- TEXT SECTION -

──────────────────────────────

The study, published today in the Lancet Regional Health by researchers from King’s and the NIHR Guy’s and St Thomas’ Biomedical Research Centre and supported by Impact on Urban Health, examined the prevalence of multi-morbidity – two or more long-term diseases at once – and identified key relationships between diseases.
Researchers analysed electronic health records from participants aged 18 and over between April 2005 and May 2020 in one London borough. The borough has a deprived, multi-ethnic and youthful population.
Research showed multi-morbidity is more common among women and Black ethnic minority groups. An estimated 21% of the population had multi-morbidity and the number of conditions increased progressively with age, with people aged 80 and above having a median of four conditions.
The study also identified clusters of conditions that commonly occur concurrently. The first cluster, affecting adults between 18-39, showed anxiety and depression to occur simultaneously. The second cluster associated with age and polypharmacy identified heart conditions and dementia. The third cluster identified cardiometabolic diseases and chronic pain among older ages and Black ethnic groups. The final cluster identified at-risk behaviours such as alcohol and substance dependency in young males who also smoke.

──────────────────────────────

- DATA RECORDS -
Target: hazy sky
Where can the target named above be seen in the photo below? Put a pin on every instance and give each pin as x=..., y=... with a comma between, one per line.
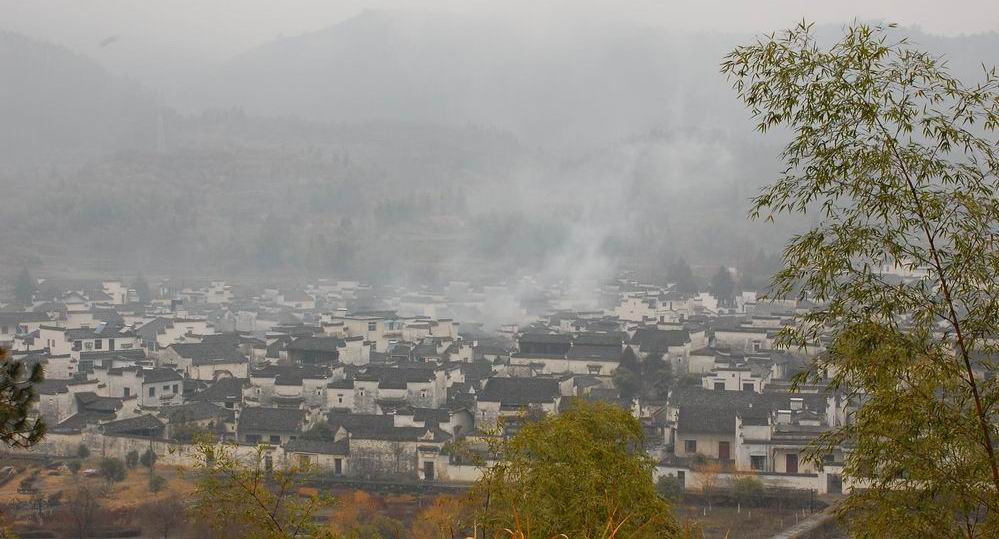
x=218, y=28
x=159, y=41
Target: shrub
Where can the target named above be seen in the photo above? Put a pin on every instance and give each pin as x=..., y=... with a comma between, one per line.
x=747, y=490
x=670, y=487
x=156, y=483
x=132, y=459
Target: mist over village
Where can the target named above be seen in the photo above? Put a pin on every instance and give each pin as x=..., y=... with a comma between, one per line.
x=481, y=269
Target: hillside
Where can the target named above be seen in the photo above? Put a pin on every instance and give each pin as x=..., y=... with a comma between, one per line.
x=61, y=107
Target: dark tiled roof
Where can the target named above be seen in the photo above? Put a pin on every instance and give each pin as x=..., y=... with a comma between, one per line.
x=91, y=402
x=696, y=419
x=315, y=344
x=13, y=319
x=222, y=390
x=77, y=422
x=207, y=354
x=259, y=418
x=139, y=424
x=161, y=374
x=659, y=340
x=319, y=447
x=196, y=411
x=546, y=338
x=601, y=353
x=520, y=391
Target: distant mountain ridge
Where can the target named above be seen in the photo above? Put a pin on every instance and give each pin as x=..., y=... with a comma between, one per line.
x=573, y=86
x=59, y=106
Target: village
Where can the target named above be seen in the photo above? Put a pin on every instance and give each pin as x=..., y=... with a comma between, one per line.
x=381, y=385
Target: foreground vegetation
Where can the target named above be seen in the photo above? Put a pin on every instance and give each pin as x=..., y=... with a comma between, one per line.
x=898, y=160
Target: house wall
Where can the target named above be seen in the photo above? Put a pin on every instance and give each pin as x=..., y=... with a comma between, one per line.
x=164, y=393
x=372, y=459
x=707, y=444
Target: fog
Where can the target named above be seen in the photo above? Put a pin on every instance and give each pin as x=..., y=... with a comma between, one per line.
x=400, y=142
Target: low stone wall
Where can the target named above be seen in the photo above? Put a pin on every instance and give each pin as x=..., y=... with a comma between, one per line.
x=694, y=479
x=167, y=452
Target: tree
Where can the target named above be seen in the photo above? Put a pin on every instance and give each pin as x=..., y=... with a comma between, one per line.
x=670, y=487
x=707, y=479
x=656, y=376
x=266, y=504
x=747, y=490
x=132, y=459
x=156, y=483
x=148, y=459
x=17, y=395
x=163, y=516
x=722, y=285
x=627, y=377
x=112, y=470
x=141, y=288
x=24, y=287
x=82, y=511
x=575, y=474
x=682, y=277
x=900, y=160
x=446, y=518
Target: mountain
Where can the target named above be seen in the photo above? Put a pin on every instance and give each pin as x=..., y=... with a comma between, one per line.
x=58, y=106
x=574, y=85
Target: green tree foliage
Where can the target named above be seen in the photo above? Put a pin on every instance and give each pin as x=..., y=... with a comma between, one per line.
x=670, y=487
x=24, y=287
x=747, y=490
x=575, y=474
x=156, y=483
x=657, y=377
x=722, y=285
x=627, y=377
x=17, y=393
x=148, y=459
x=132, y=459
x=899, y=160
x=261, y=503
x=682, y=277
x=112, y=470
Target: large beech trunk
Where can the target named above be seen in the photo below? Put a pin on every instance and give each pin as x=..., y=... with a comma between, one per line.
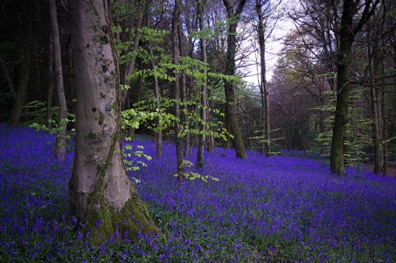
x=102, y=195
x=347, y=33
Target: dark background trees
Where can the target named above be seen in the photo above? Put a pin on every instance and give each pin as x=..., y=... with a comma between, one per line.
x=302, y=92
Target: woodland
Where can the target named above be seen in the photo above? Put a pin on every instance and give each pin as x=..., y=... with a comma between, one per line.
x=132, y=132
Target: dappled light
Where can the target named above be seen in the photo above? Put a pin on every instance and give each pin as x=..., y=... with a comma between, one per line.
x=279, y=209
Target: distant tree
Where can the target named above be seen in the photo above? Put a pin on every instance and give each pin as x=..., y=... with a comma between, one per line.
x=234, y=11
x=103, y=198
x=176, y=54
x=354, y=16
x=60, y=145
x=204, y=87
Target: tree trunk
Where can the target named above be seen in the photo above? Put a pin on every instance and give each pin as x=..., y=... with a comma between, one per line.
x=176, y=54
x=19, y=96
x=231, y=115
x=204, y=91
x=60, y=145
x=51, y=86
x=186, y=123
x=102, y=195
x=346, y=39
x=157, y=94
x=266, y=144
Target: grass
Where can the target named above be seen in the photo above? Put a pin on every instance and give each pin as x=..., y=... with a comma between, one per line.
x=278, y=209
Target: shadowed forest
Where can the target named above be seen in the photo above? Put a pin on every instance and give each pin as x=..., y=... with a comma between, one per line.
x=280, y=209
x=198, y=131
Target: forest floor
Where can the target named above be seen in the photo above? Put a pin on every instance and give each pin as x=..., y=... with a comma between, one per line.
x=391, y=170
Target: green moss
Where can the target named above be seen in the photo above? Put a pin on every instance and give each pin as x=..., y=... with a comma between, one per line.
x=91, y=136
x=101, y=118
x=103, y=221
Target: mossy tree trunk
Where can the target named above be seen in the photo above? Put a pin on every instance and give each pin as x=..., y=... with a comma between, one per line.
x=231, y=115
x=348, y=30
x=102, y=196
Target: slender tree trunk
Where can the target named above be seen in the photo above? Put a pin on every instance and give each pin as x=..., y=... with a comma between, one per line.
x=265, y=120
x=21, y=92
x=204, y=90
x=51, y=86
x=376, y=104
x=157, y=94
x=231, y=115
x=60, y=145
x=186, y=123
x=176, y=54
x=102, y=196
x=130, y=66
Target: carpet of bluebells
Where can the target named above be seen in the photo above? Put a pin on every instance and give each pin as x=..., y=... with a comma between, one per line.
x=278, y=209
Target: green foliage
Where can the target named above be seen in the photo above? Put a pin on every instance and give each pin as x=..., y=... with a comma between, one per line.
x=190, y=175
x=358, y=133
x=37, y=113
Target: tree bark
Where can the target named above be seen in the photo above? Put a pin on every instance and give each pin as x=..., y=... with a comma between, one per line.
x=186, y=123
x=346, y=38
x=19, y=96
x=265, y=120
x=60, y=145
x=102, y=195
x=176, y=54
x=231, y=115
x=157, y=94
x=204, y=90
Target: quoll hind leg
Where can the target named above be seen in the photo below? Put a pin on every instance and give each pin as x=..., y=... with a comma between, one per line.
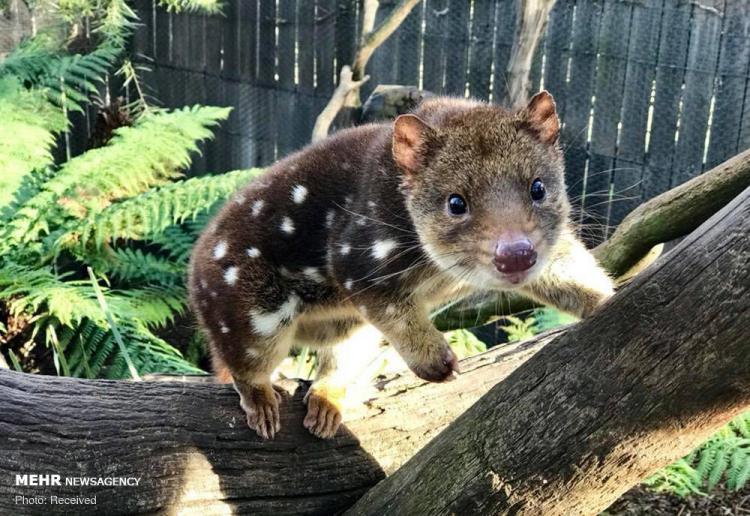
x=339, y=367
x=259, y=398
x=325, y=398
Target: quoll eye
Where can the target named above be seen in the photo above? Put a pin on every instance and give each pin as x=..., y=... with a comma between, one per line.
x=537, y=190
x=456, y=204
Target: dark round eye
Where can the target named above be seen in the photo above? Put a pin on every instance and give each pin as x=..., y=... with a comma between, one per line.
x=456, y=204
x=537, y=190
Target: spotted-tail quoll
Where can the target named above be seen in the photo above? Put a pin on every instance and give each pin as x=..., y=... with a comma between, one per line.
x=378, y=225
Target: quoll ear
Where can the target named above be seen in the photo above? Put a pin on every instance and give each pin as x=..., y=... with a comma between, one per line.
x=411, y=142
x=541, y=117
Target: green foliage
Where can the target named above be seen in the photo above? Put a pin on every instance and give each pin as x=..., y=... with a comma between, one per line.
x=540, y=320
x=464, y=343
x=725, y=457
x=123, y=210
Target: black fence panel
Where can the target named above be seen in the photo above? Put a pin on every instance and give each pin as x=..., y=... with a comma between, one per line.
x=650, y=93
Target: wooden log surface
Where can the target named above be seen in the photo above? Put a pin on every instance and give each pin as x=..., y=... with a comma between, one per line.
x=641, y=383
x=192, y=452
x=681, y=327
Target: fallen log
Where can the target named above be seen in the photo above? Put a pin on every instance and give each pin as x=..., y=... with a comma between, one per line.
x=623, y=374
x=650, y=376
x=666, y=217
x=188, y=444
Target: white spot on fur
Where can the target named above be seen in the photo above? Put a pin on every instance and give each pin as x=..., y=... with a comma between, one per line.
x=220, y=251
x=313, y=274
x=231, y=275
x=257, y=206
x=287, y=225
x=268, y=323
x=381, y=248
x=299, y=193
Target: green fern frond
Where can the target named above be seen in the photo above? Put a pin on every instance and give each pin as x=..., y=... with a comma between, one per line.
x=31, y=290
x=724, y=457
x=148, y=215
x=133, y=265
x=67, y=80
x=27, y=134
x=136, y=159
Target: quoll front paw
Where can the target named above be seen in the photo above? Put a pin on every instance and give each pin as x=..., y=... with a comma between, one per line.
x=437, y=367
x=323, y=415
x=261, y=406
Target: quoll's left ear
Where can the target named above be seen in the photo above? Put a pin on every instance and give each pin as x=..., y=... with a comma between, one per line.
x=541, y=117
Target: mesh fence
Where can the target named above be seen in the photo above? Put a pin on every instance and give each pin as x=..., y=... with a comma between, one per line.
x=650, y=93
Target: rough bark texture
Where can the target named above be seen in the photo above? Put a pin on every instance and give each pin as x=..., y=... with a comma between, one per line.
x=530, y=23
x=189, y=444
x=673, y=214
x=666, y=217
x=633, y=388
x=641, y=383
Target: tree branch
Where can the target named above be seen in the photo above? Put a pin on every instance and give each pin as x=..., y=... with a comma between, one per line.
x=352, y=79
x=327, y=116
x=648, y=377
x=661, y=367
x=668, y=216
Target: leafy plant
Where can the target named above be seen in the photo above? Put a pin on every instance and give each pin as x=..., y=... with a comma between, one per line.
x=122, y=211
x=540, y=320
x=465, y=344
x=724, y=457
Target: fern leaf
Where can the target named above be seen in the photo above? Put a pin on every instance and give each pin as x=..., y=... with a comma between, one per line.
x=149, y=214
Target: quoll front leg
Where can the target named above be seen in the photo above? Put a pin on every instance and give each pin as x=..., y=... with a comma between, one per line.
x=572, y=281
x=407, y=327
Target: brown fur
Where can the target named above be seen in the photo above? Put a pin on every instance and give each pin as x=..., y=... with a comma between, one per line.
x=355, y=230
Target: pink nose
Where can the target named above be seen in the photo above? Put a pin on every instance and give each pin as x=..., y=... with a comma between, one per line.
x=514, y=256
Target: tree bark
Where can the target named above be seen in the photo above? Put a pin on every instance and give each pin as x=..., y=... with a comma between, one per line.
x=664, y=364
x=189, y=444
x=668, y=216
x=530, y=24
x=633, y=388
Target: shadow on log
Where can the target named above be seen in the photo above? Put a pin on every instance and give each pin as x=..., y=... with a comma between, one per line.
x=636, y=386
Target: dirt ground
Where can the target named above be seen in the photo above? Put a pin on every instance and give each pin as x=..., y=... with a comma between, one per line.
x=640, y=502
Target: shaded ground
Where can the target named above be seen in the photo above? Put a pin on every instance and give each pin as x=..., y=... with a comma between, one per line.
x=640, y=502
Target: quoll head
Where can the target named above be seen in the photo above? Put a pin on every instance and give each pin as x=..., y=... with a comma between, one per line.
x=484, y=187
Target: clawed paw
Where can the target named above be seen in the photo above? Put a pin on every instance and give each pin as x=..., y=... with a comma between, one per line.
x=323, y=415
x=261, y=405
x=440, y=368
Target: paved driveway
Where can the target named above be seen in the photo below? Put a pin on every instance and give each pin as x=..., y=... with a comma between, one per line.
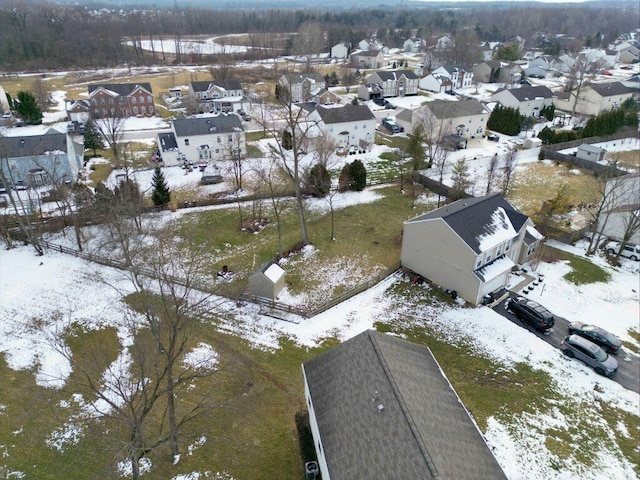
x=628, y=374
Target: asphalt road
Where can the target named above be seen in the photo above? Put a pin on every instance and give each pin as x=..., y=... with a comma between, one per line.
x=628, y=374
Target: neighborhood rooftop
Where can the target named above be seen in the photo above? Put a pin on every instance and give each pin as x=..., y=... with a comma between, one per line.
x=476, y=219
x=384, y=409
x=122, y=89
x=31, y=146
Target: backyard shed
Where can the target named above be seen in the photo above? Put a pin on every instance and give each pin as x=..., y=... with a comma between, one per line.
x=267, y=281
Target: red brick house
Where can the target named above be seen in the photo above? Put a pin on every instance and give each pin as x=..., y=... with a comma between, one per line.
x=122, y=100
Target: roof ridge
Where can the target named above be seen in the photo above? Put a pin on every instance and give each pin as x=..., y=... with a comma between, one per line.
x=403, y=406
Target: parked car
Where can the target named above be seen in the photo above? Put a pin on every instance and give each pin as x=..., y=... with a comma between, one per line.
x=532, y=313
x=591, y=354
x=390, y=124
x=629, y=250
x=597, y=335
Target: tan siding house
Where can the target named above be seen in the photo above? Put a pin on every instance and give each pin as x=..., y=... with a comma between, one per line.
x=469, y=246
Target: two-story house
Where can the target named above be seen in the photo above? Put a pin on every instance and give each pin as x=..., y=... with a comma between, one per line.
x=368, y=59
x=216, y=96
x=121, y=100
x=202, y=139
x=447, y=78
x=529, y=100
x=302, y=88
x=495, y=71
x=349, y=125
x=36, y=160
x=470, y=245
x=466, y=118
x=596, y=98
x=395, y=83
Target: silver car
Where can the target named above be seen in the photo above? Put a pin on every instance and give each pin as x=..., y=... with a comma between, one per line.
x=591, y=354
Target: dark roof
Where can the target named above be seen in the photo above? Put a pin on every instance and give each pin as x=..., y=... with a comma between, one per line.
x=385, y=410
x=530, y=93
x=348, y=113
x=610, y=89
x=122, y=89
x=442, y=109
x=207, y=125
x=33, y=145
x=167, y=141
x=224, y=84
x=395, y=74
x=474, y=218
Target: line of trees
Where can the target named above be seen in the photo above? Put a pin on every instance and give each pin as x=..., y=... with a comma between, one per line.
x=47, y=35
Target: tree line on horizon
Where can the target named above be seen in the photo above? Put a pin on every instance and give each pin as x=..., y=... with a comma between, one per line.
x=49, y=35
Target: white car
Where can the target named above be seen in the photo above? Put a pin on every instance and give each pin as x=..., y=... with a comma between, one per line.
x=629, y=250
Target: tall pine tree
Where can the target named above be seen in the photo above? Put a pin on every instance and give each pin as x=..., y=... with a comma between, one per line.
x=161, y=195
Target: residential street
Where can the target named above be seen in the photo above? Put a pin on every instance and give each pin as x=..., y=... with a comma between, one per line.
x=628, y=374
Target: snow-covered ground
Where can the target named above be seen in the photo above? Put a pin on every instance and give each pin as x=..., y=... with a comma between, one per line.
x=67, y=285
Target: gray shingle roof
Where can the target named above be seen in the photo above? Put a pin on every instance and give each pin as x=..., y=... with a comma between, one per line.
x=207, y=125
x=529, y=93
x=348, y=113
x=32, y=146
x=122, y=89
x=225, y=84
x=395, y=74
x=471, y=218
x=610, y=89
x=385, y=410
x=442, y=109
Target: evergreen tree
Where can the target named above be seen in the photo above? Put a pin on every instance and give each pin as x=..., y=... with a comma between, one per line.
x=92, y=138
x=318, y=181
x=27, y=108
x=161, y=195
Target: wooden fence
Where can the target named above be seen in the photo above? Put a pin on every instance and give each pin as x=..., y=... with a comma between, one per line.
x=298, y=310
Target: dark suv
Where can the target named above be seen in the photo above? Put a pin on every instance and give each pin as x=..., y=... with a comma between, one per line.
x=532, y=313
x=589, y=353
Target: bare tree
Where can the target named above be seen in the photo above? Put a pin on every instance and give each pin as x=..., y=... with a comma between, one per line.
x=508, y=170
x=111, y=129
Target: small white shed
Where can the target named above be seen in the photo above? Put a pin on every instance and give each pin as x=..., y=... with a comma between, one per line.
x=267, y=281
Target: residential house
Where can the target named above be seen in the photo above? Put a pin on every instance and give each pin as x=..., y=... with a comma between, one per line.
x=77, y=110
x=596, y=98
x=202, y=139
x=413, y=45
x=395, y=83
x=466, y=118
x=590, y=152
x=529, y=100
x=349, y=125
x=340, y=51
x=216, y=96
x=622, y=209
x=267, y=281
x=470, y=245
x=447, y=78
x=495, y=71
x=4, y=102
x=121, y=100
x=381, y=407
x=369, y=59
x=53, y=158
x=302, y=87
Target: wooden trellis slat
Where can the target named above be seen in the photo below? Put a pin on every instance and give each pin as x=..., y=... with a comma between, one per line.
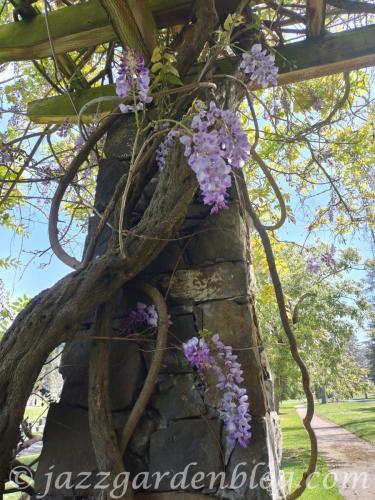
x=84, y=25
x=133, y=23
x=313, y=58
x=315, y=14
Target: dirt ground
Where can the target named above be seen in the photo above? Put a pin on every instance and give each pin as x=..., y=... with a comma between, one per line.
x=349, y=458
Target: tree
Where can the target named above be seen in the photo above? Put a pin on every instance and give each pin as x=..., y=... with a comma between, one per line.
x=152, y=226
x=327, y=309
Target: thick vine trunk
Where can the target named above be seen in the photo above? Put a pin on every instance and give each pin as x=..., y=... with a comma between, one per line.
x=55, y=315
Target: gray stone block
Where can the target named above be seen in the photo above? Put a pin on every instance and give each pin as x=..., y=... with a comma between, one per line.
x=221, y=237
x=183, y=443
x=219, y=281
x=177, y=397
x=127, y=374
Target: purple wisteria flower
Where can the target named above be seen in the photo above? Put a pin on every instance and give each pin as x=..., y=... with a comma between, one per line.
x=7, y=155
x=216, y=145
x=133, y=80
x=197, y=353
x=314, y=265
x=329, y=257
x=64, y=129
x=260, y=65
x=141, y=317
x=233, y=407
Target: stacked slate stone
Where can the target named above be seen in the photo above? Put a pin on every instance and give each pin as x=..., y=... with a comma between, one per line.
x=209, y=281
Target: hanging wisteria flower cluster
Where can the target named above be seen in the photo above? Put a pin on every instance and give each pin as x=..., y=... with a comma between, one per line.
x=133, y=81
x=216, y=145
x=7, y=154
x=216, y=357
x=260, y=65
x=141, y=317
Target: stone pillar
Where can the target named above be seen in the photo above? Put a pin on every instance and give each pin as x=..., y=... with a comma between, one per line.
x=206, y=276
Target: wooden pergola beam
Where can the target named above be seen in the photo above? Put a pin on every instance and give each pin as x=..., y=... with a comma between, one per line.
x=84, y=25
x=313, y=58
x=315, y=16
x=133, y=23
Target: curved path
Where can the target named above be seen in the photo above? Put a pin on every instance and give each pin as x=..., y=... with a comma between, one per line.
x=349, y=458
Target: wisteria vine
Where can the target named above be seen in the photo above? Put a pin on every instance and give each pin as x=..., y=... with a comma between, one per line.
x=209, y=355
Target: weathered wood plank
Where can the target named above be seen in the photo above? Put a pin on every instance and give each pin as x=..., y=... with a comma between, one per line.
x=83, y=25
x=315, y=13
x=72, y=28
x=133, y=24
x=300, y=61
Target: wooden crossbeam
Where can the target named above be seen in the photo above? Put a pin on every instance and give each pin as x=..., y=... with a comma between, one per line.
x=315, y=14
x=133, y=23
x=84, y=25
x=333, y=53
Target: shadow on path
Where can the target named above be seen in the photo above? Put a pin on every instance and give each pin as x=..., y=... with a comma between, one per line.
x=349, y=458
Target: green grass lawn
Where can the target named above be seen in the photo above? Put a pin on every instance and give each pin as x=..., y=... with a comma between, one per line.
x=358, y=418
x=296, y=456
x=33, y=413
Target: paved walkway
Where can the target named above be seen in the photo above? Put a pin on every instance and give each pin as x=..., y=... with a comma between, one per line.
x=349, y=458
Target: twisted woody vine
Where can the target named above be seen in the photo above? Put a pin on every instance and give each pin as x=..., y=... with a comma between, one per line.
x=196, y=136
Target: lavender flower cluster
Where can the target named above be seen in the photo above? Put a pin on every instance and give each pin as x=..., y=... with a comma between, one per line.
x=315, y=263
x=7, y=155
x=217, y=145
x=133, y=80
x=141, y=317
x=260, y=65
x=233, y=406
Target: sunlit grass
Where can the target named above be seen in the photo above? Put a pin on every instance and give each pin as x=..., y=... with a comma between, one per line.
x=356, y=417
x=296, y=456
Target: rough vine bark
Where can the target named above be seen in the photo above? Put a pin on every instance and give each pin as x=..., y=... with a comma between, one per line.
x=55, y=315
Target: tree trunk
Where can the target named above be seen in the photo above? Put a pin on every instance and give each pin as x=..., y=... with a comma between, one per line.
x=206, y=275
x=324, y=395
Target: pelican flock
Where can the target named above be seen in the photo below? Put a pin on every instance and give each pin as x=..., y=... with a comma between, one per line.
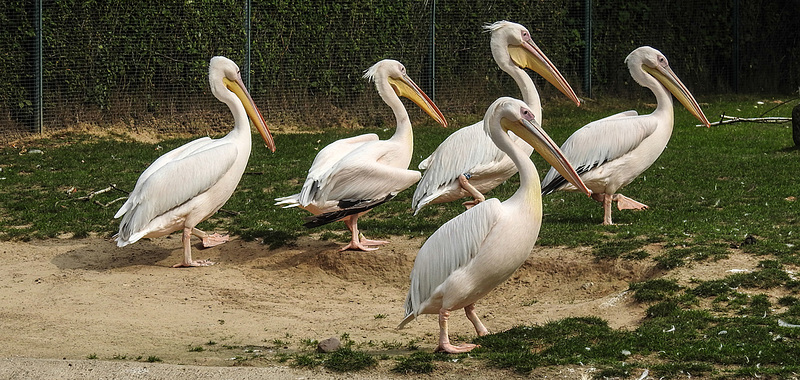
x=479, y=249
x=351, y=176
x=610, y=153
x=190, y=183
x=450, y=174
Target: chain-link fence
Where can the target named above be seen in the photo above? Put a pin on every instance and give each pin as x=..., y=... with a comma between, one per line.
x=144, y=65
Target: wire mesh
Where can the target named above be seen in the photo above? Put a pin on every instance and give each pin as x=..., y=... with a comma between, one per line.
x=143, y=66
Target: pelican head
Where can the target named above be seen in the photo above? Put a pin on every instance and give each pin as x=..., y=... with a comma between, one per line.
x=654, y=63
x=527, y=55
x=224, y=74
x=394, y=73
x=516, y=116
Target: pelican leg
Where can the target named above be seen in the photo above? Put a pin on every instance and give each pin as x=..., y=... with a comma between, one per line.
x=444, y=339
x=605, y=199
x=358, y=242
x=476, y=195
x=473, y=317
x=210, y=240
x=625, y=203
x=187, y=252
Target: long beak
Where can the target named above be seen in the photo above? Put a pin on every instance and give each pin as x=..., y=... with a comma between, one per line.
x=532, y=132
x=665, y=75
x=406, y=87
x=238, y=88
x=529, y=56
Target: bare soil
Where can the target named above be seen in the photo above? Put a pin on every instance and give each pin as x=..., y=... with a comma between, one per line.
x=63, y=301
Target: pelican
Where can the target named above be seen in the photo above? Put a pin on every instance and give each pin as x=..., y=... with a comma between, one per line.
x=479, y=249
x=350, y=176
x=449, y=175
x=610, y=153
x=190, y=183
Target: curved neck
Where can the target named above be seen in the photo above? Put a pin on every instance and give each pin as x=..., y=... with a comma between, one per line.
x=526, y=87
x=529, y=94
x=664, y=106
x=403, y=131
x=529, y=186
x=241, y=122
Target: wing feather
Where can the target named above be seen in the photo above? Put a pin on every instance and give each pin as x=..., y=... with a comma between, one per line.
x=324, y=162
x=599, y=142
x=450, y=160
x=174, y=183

──────────────────────────────

- WHAT THIS TASK INVOLVES -
From the multi-morbidity study text, list each cluster of co-occurring conditions it describes, along with the conditions it names for that cluster.

- RESULT OF THIS TASK -
- First cluster (adults aged 18-39): anxiety and depression
- Second cluster (associated with age and polypharmacy): heart conditions and dementia
- Third cluster (older ages and Black ethnic groups): cardiometabolic diseases and chronic pain
- Final cluster (young males who also smoke): at-risk behaviors such as alcohol and substance dependency